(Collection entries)
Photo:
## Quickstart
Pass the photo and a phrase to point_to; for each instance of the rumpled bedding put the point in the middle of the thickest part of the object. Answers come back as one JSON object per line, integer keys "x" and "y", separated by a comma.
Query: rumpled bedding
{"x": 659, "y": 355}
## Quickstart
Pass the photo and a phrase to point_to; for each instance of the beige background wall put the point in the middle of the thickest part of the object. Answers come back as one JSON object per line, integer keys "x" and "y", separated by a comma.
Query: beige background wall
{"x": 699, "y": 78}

• _Given problem_
Return all of the rows above unchanged, line for line.

• _Answer to this problem_
Photo:
## Quickstart
Pass the photo and a phrase to point_to; for each instance of the rumpled bedding put the point in the middle of the thickest part of the object. Answers come back as one JSON object per line, integer keys "x" and "y", separated by a comma.
Query: rumpled bedding
{"x": 659, "y": 355}
## Quickstart
Pass the photo and a phrase to point_to; for each instance of the beige background wall put the point in the middle of the thickest part of the object. Answers come back as one JSON object per line, integer keys "x" and "y", separated by a comma.
Query: beige background wall
{"x": 699, "y": 78}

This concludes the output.